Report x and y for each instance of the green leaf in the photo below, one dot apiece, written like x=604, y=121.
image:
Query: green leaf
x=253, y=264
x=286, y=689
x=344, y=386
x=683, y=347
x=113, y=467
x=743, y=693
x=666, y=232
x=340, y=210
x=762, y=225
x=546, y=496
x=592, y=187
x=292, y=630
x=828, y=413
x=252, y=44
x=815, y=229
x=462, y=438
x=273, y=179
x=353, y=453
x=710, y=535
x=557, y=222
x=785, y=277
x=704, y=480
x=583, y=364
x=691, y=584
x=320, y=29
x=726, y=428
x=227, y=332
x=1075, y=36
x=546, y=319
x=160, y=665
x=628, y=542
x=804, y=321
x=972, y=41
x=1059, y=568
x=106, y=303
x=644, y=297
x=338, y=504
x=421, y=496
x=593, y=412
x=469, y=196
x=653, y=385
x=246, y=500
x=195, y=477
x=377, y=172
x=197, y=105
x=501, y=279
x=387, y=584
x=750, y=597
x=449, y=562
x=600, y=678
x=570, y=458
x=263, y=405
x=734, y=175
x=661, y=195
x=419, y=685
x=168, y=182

==================================================

▶ Exercise goal:
Reproduce all of the lines above, requests included. Shift every x and y coordinate in the answers by adding 114, and leave the requests and their format sample as they are.

▶ Worked solution:
Report x and y for each instance of the green leaf in the photo below, one dot apiece, written like x=604, y=121.
image:
Query: green leaf
x=367, y=378
x=400, y=803
x=458, y=500
x=797, y=461
x=227, y=581
x=857, y=807
x=780, y=346
x=454, y=324
x=876, y=339
x=660, y=610
x=706, y=301
x=406, y=744
x=942, y=527
x=366, y=158
x=929, y=343
x=576, y=552
x=387, y=293
x=467, y=567
x=824, y=649
x=671, y=336
x=899, y=391
x=818, y=594
x=697, y=478
x=805, y=698
x=434, y=143
x=840, y=542
x=341, y=446
x=1189, y=150
x=660, y=433
x=274, y=779
x=742, y=656
x=918, y=435
x=1086, y=155
x=1173, y=682
x=220, y=417
x=758, y=411
x=452, y=618
x=535, y=610
x=707, y=526
x=583, y=310
x=767, y=499
x=360, y=614
x=309, y=591
x=491, y=286
x=311, y=219
x=615, y=393
x=501, y=698
x=864, y=711
x=563, y=676
x=714, y=792
x=684, y=572
x=377, y=519
x=848, y=289
x=775, y=309
x=533, y=799
x=282, y=296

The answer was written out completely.